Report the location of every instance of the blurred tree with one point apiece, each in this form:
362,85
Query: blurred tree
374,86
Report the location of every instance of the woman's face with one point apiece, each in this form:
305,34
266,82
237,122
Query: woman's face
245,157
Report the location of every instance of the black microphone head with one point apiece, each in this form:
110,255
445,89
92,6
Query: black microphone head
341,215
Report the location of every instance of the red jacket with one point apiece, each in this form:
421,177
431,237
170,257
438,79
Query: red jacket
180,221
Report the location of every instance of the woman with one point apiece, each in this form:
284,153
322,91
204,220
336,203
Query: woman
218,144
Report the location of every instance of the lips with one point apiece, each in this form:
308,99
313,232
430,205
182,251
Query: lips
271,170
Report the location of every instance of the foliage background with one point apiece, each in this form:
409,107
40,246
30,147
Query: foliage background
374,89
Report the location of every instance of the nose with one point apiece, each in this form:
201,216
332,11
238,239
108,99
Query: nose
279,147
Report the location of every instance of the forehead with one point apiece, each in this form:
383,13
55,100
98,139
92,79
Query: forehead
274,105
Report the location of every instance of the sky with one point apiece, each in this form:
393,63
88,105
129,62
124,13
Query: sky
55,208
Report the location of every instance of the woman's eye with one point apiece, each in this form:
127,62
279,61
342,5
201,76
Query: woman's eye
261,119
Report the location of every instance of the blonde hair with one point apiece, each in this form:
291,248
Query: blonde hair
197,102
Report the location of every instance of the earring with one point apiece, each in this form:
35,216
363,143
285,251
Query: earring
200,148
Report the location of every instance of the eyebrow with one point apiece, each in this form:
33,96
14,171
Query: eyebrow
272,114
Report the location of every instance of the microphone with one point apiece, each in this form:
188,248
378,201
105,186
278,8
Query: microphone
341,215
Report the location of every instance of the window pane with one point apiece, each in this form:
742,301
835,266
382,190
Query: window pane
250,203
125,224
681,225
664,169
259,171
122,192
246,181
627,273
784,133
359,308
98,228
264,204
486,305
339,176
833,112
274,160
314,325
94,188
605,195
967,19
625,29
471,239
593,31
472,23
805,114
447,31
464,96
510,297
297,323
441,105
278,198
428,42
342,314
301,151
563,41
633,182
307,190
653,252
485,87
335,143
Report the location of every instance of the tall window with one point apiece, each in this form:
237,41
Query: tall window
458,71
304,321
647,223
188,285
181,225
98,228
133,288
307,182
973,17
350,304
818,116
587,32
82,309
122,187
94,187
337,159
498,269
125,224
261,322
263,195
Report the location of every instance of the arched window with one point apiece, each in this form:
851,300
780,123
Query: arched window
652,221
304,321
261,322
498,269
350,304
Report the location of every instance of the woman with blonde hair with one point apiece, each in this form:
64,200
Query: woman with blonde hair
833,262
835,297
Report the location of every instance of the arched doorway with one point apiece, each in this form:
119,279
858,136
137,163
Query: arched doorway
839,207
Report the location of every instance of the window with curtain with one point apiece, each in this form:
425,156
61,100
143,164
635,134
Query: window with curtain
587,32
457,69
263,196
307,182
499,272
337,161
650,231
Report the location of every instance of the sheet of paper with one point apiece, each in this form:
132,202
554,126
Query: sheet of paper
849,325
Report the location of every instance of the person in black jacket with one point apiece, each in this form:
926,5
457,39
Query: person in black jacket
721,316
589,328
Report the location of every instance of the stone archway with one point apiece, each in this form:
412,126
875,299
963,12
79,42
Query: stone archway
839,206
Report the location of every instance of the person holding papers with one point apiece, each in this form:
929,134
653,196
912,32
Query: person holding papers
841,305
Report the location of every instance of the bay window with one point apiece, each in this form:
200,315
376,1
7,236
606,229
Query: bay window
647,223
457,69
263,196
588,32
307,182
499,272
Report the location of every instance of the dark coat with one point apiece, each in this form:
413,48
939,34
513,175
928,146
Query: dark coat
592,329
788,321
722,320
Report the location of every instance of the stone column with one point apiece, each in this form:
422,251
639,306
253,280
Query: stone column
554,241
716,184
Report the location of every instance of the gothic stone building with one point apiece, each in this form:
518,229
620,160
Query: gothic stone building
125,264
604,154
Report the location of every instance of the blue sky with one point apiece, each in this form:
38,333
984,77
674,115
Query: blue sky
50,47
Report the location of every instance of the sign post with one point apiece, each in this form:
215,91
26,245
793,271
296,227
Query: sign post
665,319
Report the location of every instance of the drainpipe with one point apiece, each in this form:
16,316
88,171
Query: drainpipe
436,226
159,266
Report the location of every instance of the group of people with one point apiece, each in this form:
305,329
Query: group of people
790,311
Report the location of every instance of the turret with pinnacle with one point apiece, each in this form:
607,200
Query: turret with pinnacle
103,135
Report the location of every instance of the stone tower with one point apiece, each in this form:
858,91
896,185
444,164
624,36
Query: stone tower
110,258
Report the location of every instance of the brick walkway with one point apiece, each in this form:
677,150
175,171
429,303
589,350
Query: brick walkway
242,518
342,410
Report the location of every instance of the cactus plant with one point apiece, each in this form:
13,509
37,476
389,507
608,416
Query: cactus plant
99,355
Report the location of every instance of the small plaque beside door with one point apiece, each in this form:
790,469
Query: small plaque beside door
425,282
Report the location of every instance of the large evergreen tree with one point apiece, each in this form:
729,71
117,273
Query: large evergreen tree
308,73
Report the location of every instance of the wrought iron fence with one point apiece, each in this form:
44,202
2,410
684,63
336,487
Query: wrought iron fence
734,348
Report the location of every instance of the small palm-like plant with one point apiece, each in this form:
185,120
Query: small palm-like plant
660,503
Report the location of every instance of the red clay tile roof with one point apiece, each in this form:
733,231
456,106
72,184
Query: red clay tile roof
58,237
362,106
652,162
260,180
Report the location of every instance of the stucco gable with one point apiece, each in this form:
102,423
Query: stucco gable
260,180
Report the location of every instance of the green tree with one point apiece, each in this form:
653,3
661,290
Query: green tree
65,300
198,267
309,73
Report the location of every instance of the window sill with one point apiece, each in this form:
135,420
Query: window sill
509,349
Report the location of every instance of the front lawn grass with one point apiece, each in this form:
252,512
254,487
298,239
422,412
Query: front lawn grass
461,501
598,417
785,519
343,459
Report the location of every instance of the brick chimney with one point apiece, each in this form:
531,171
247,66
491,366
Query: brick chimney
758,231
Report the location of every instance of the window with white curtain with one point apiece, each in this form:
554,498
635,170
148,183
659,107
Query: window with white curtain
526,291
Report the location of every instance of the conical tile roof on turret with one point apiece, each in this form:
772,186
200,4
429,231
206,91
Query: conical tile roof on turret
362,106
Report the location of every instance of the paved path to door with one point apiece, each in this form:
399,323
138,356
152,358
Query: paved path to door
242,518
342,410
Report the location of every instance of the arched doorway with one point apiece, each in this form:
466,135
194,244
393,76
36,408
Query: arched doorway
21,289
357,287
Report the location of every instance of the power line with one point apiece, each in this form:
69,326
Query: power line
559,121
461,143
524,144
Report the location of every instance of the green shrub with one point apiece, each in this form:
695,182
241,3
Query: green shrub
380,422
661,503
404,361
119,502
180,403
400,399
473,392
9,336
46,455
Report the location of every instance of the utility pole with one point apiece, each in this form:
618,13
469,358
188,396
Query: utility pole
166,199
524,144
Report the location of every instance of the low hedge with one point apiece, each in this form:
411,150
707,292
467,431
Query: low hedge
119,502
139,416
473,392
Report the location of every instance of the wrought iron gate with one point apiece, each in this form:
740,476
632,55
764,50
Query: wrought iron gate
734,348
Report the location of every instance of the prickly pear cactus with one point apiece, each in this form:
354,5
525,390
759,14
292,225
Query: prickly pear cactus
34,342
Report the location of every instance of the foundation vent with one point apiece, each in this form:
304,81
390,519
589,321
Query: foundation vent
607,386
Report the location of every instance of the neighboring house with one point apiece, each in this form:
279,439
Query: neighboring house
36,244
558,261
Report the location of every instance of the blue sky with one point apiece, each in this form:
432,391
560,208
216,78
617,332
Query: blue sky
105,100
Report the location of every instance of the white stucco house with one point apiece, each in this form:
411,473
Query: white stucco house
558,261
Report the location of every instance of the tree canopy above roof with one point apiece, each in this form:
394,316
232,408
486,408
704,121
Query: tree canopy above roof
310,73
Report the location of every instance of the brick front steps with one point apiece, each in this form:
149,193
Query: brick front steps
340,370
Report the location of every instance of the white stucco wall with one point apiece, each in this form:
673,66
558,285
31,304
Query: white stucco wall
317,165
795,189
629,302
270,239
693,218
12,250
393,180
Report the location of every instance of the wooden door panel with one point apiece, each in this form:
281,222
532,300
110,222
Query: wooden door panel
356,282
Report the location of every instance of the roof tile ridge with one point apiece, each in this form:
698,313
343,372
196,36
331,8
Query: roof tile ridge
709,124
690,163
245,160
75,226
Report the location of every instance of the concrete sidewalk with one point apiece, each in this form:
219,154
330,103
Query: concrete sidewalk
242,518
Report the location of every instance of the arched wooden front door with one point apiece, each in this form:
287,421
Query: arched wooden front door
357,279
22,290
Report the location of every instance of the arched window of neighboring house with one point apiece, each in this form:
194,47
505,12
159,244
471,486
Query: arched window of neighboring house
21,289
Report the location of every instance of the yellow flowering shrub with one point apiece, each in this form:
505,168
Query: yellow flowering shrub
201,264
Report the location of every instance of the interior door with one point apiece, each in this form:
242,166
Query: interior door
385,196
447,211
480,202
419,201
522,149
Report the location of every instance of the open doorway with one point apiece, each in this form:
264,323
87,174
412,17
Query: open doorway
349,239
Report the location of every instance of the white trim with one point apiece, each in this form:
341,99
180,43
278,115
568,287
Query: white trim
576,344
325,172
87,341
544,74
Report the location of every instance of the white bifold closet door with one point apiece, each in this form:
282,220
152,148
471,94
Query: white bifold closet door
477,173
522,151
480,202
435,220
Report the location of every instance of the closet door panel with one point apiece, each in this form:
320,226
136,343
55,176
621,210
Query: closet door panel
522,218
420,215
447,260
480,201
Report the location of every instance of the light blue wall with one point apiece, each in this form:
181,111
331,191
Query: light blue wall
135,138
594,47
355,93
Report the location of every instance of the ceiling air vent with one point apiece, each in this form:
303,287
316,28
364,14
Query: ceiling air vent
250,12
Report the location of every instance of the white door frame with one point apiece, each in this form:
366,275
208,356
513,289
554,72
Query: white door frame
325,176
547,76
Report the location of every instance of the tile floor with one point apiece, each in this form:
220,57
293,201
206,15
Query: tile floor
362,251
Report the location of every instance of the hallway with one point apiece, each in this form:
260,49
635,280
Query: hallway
┄┄┄┄┄┄┄┄┄┄
TASK PROMPT:
Output only the lines from the one holding "Report the location of every instance of the white trim" through the last line above, exactly as they appear.

FINAL RESULT:
Report the location of every instance of the white trim with one point apiece, each in this form:
341,99
180,43
278,115
568,287
Query: white trim
576,344
325,172
87,341
544,74
Report the location of every instance of the white bifold closet door with one point apiece, each in this form:
282,220
152,148
471,94
Query: white bifold closet door
477,173
522,151
480,202
435,220
Report the location of every instance of the closet door panel with one point apiece, each in this form:
320,226
136,343
55,176
621,210
Query: closet door panel
522,218
420,215
447,260
480,201
Report the location of every instance of the light blue wall with one point apiece, each in this form:
181,111
331,191
Query: light blue wall
135,138
594,47
355,93
Report the location of every instance of the ceiling air vent with one point apiece, each in this form:
303,287
316,28
364,14
Query: ceiling air vent
250,12
Report the location of every instance of the white door frame with one point apiece, each in this form:
366,275
208,356
513,289
554,72
Query: white door frame
325,176
547,76
Report the location of every instance of the tile floor with one point apiece, each in this form:
220,57
293,201
206,15
Query: tile floor
362,251
Report the location of every instance of the hallway with one point apiece, each in this form:
260,49
635,280
Query: hallway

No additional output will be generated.